INSTRUCTIONS FOR THE TASK: List every feeling that the piece on the Duchess of Marlborough's letters says her correspondence shows.

A Force of Nature on the Page

The letters of the Duchess of Marlborough

By Ruth Herman

The letters are three hundred years old and barely legible, but not because the ink has faded or the language has changed so much. It is rather because the woman holding the pen was too eager to share her thoughts to worry about spelling, punctuation or grammar.   She was the Duchess of Marlborough, admired and vilified in her day and still an intriguing character in British history.

The Background

 You could say that Sarah Churchill, the first Duchess of Marlborough, was a local girl made good. Born in St Albans in 1660 to the Jennings, a family of local landowners, she married  a humble soldier, Sir John Churchill now better known as the Duke of Marlborough, the unbeaten general and hero of the Battle of Blenheim. She went to Court as a young girl and became the best friend of the future Queen Anne, ending up as the most senior female in Anne’s entourage before they quarreled violently. She had political ambitions, or at least tried to influence policy. Her favourite house was her birthplace, Holywell House, St Albans, now sadly demolished.

She was an astute business woman, the driving force behind the building of Blenheim Palace, and not least of all could count amongst her descendants two 20th century icons, Sir Winston Churchill and Lady Diana Spencer, Princess of Wales. She was an integral part of late Stuart history but more than that she was also a person.  This is touchingly demonstrated by a set of letters to be found in the Panshanger collection at Hertfordshire Archive and Local Studies.

 The letters

Bound in a neat red binder these missives were mostly written to Lady Mary (Countess) Cowper in Cole Green, near Hatfield although some were addressed to Mary’s husband, the Lord Chancellor, William Cowper.  Mary was Lady of the Bedchamber to the Princess of Wales,[1] making her a witness to all manner of court intrigues and therefore someone who would appreciate her correspondent’s interest in politics. Sarah counted Mary among her close friends and the correspondence reveals the Duchess’s frustration and anger at current affairs and those she considered her enemies. They also display concern and affection for her Hertfordshire neighbour. The intention of this introductory piece is to give a flavour of the content of the letters, picking out some interesting comments and preparing the way for selected letters to be reproduced in full, annotated to explain their background and significance. They span the years between 1708 to 1721 and are intriguing snapshots of how it feels to be an increasingly peripheral player in political circles when for decades you have been a central force.

DATA EXCERPT:
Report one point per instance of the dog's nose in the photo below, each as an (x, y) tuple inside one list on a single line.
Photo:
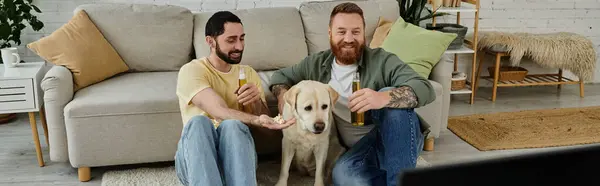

REPLY: Frustration, anger, concern and affection.